:: Action item ::
A word-for-word copy of the data is what's wanted; pictures stay out of it.

....

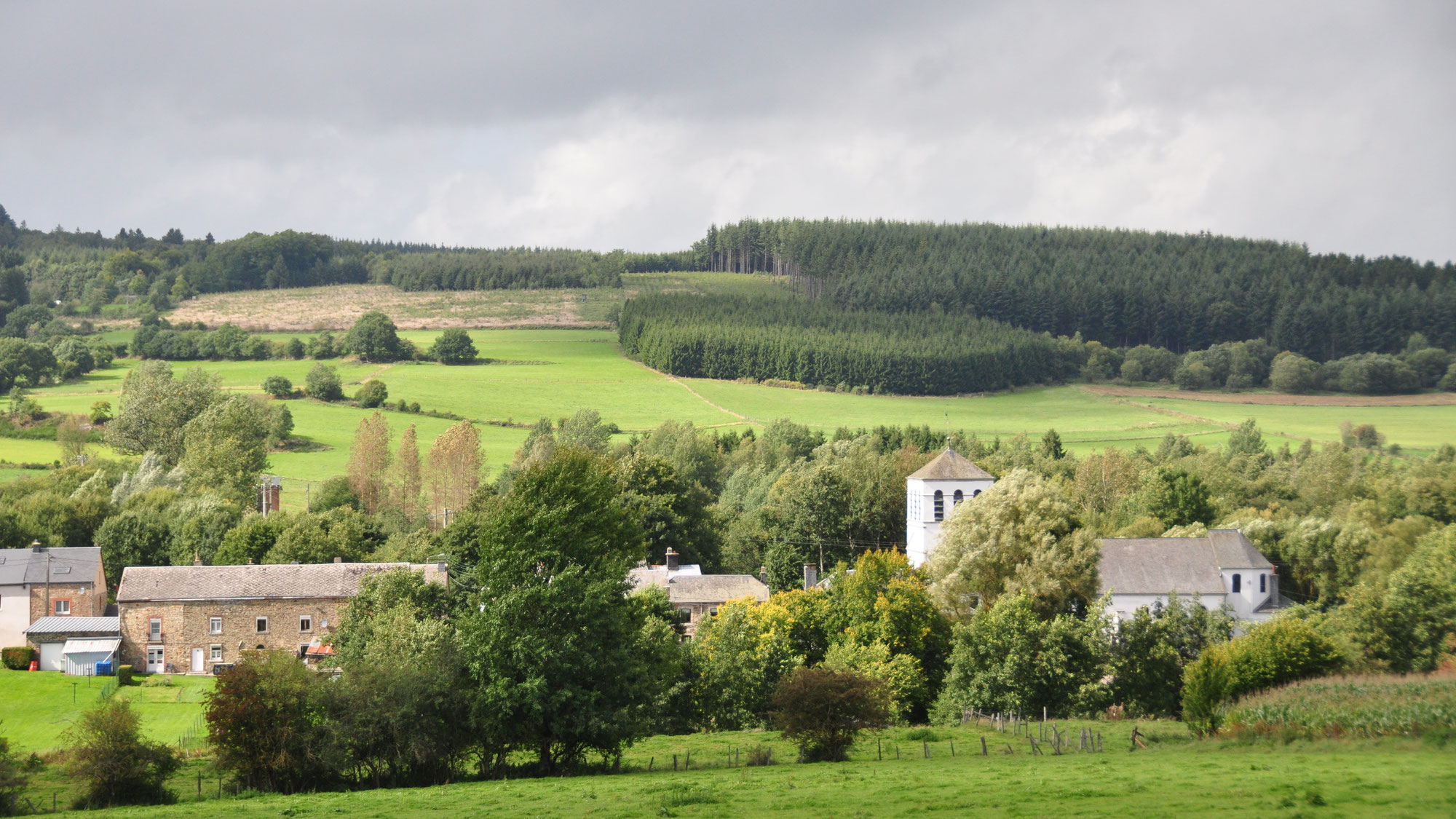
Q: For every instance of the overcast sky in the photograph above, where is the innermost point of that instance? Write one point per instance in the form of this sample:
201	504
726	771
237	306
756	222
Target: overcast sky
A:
637	124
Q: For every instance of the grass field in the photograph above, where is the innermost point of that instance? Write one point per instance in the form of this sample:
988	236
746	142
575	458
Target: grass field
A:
40	707
534	373
1174	777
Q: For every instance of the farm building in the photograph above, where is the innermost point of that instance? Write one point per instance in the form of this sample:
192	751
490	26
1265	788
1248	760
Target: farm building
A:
194	618
1222	567
43	582
695	593
934	493
75	644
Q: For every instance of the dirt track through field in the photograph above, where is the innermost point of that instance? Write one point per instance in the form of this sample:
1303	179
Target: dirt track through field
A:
1278	400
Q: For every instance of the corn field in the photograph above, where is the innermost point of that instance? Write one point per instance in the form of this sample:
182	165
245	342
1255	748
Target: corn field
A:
1361	705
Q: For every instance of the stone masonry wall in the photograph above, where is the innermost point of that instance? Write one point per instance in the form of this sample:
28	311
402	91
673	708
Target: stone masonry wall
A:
187	627
85	601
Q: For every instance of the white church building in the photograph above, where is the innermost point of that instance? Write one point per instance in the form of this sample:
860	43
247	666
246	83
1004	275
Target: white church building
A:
933	494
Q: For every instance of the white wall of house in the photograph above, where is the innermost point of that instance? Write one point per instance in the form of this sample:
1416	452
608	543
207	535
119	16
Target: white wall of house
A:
922	523
15	615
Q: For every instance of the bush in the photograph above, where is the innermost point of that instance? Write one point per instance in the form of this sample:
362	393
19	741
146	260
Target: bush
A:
454	347
116	762
277	387
372	394
823	711
18	657
324	384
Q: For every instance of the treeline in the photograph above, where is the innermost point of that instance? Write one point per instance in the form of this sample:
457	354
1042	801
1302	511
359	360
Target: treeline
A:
727	337
1122	288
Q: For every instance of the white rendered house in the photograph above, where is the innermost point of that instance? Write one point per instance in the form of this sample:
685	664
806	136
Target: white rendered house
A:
933	494
1222	567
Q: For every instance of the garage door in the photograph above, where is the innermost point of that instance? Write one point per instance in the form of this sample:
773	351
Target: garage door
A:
53	659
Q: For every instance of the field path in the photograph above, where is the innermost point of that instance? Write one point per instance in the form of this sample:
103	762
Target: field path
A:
1279	400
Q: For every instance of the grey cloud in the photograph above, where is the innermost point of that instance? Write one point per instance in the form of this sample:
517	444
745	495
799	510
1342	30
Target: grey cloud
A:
637	124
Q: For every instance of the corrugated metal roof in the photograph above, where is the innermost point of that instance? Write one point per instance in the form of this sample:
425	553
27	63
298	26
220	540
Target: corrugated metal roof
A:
245	582
69	564
1157	566
951	465
76	625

....

:: Answer box ::
Q: For every instance of the overcast sky in the photograph above, where is the innermost point of that instance? Write one point per instance in the form of this sample:
201	504
726	771
237	306
756	222
Target: overcast sky
A:
637	124
Q: For every instance of the grass field in the photograph above, where is the innermost point of that instance? Write one point per instance in the form of this sample:
988	236
746	142
575	458
Target: grass field
A:
40	707
534	373
1174	777
Q: For every instance of the farm building in the photograph above, where is the innermost point of that instance? Write one point per instance in the form of this sample:
192	751
490	26
1265	788
1248	760
Target: farm building
A:
194	618
1222	567
43	582
695	593
934	493
75	644
Q: For every instance of the dirt track through field in the photograph above, where is the innermost point of that instance? Write one point per instance in the form of this sample:
1303	179
Target: dirt track through field
A:
1278	400
Q: For every instance of the corn field in the photograph above, where is the innermost point of that instance? Write one point per instance in the form of this sample:
182	165
245	342
1255	748
Target: corn field
A:
1361	705
Q: For every instance of the stone masonry wall in the photograph above, where is the innermost point of that instance? Write one point per instance in the form of this sample:
28	311
402	91
673	708
Target: stone masonry wall
A:
187	627
85	601
Q: For every instance of the white church building in the photograph above, where is the innermost point of that instance? Write one point per instance in the form of this sample:
860	43
247	666
246	83
1004	275
Target: white church building
A:
933	494
Q: For every instance of the white wall of house in the photograph above, where is the innermost point of that instance? Write one point per instance in the form of this sample:
1416	452
608	543
207	535
119	16
Target: white wall of house
A:
922	523
15	615
Q: For every instance of the bush in the photograph above, where is the innermost point of that instance? Write one point per instance in the form of this sample:
362	393
19	741
146	260
Target: bush
A:
454	347
116	762
277	387
372	394
823	711
18	657
324	384
Q: For every instance of the treeline in the photograph above, where is the innermost point of that instance? Write one point per instance in the form of this sample:
457	354
1042	801
1302	511
359	360
Target: treeline
A:
727	337
1122	288
Q: For every instance of the white rendered house in the photograph above, where is the innermost point of that instance? Write one point per instance in the form of this sample:
685	664
806	136
Target: white rendered house
A:
933	494
1222	567
Q: For every instance of the garage door in the photograph above, where is the innermost point of that instance? Write one point per instance in the form of this sample:
773	351
Target: garage door
A:
53	659
Q: For every instance of the field path in the photograph above, where is the innermost point of that instance? Write one point per instance in the form of this sample:
103	762
Target: field path
A:
1279	400
Q: For every instance of the grey cloud in the photograph above, where is the innermost point of that instance? Write one point per instance in the form of this sample:
517	444
745	495
799	510
1342	30
Target: grey cloud
A:
637	124
Q: For every instance of the corrugated metal roof in the photograph above, where is the innermost point of that instance? Write one point per instance in the form of this sample:
425	553
27	63
298	26
220	540
Target: corrugated metal roof
A:
245	582
69	564
1157	566
951	465
76	625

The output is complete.